12. Eiser heeft aangevoerd dat verweerder het bedrag van € 250,- per m² tuin niet heeft onderbouwd. Verweerder heeft ter zitting gesteld dat hij, indien er sprake is van beneden-woningen, een standaardbedrag hanteert van € 250,- per m² tuin omdat oppervlaktes van de tuinen niet erg van elkaar verschillen en het dan niet nodig is om te ‘staffelen’. De rechtbank kan verweerder in deze onderbouwing volgen. Daarbij merkt de rechtbank nog op dat de waarde van de tuinen, die verweerder in de matrix noemt, enkel dienen om de waarde-opbouw inzichtelijk te maken. Het is niet de waarde van de tuinen die direct ter toetsing staat. Het gaat om de eindwaarde die onderbouwd moet worden met verkoopcijfers van rond de waardepeildatum van vergelijkbare objecten.
13. Eiser stelt dat geen rekening is gehouden met het feit dat de verkoopcijfers van objecten binnen een Vereniging van Eigenaren (VvE) gecorrigeerd dienen te worden in verband met de VvE-reserve. De stelling van eiser dat verweerder bij het vaststellen van de WOZ-waarde ten onrechte geen rekening heeft gehouden met het aandeel in het reservefonds van de VvE, faalt. Verweerder heeft, zoals blijkt uit het verweerschrift en de matrix, rekening gehouden met dit aandeel. Vergelijkingsobjecten [adres 2] en [adres 4] zijn met concrete bedragen gecorrigeerd, die eiser niet betwist. Ten aanzien van het vergelijkingsobject [adres 3] is de VvE-correctie gesteld op € 0,-. Ter zitting heeft verweerder toegelicht dat bij een vergelijkingsobject waar geen correctie heeft plaatsgevonden er geen sprake is van een (actieve) VvE of dat er sprake is van een dusdanig laag bedrag dat het verwaarloosbaar is. De rechtbank heeft geen reden om daaraan te twijfelen. Niet gesteld of gebleken is dat er wel een (noemenswaardig) aandeel is.

▶ _Gegevens_:
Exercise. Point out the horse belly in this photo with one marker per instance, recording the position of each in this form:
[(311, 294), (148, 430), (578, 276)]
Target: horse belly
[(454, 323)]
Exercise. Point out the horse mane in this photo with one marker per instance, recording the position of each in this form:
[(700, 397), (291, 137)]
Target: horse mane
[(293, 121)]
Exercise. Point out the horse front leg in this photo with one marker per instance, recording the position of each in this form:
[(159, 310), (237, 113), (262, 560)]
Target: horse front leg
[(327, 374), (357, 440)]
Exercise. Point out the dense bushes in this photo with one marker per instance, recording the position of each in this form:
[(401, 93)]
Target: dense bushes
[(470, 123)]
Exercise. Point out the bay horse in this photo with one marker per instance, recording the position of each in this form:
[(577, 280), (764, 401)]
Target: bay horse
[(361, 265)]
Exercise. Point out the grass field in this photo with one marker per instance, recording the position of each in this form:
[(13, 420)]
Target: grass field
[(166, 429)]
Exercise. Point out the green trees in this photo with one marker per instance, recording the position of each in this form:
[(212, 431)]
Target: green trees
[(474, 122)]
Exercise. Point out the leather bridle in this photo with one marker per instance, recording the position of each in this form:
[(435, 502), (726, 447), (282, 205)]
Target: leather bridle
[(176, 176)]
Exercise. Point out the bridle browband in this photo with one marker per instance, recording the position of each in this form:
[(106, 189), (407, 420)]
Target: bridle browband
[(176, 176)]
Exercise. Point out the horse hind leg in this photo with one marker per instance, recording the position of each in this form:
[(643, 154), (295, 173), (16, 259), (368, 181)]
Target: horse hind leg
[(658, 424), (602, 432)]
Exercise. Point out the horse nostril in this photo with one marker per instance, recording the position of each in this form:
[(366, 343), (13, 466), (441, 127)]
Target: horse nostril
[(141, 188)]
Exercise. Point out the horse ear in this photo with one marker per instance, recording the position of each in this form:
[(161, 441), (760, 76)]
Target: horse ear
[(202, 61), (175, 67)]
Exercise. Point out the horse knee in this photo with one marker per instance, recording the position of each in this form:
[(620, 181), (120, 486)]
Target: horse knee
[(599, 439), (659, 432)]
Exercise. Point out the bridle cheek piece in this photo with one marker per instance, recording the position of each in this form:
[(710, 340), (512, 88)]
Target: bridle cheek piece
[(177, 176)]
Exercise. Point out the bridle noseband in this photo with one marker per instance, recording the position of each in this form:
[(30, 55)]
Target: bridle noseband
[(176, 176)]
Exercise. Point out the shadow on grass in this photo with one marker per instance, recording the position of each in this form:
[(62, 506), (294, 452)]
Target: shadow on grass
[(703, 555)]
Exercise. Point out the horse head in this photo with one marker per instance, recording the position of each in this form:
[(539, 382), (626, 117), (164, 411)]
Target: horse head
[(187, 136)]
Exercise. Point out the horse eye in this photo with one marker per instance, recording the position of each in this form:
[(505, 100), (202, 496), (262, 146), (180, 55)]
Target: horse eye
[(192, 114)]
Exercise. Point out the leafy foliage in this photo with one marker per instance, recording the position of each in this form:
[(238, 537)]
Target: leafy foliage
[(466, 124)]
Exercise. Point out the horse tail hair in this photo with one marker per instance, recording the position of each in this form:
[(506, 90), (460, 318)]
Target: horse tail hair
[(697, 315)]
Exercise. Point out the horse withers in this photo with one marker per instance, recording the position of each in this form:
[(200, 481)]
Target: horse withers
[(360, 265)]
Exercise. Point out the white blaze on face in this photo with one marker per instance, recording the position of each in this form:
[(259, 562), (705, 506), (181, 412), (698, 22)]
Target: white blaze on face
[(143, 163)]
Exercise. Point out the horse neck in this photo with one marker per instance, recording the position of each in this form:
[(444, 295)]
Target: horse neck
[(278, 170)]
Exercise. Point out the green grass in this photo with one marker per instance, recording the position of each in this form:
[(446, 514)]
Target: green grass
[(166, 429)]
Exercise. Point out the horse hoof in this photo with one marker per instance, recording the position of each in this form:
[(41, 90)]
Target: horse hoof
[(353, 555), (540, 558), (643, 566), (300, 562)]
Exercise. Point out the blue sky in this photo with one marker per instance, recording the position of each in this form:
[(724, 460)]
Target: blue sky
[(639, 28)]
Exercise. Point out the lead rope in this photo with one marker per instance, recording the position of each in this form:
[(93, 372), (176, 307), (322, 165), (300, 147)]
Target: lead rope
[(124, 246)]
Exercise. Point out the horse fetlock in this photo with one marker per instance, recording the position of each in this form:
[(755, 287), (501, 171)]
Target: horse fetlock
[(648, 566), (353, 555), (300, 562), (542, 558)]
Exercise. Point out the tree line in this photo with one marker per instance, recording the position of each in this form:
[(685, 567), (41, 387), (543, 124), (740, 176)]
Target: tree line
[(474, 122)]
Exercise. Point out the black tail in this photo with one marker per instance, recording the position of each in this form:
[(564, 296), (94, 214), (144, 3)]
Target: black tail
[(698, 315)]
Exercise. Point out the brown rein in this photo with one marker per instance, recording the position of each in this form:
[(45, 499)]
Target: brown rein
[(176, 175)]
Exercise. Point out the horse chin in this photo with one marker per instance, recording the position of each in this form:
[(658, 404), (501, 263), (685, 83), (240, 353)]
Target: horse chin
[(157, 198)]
---
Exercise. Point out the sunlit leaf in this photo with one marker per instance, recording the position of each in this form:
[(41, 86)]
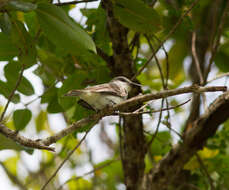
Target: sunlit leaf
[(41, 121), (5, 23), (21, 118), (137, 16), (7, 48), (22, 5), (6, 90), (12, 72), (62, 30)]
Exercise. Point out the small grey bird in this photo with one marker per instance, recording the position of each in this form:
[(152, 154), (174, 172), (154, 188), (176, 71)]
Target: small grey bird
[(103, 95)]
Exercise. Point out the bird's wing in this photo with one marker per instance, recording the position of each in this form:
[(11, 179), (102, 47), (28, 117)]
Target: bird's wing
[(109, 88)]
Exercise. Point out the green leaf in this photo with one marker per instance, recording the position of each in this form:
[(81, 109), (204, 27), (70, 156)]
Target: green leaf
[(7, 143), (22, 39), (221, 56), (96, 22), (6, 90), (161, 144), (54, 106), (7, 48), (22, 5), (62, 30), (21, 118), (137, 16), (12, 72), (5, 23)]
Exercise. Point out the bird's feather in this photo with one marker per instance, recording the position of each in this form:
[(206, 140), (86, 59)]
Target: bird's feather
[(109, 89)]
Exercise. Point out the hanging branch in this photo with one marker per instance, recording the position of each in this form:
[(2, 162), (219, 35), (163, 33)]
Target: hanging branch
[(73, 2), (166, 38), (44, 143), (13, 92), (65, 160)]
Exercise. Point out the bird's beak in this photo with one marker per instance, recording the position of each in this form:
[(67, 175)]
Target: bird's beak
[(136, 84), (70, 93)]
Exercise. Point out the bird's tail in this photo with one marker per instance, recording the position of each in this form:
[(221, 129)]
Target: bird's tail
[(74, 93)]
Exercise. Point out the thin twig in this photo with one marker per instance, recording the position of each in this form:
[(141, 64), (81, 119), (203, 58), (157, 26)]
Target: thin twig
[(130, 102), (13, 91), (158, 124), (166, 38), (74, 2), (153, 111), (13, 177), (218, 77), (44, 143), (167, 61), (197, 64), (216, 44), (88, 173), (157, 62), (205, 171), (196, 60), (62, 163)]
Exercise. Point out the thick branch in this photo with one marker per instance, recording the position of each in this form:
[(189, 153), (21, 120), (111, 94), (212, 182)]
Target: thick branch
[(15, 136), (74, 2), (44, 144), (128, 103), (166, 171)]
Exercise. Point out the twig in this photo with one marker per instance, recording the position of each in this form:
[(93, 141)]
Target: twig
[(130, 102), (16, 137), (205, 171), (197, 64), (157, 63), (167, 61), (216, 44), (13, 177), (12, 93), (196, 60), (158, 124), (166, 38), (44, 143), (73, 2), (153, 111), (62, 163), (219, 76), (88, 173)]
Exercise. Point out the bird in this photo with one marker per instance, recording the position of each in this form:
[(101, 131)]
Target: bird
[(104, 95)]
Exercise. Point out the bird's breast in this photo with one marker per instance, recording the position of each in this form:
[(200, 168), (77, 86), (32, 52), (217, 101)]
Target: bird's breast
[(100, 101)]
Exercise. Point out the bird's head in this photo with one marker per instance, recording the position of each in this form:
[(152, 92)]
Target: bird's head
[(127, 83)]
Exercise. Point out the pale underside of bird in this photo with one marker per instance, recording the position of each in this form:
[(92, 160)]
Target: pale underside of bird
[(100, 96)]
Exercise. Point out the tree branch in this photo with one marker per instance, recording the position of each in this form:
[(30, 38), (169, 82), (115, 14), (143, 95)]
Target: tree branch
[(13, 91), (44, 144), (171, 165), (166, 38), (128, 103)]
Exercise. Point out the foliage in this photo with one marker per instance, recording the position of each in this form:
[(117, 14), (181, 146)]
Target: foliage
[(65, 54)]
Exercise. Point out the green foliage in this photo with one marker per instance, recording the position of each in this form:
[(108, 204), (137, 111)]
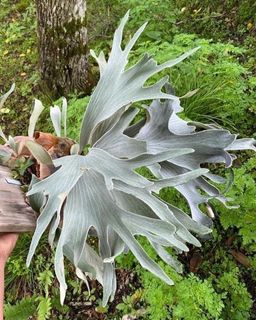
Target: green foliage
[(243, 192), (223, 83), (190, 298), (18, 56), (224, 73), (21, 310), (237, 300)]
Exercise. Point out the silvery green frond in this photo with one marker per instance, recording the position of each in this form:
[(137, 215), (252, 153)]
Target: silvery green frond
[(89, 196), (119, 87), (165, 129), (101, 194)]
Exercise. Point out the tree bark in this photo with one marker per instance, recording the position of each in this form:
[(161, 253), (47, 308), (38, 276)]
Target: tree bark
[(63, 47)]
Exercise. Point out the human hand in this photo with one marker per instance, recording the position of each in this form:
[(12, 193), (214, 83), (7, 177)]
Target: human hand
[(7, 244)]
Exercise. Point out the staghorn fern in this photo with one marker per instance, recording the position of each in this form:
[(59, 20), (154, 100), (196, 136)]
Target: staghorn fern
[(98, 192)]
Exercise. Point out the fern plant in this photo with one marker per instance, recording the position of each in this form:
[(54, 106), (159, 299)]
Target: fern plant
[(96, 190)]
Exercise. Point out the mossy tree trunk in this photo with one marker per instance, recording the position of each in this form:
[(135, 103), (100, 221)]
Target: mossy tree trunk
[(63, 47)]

▶ _Opdrachtdoel_: Welk bedrag per m² tuin hanteert verweerder volgens de tekst over de WOZ-waarde standaard bij benedenwoningen? Werk uitsluitend met de tekst en laat de rijen buiten beschouwing.

▶ _Resultaat_: Een standaardbedrag van € 250,- per m² tuin.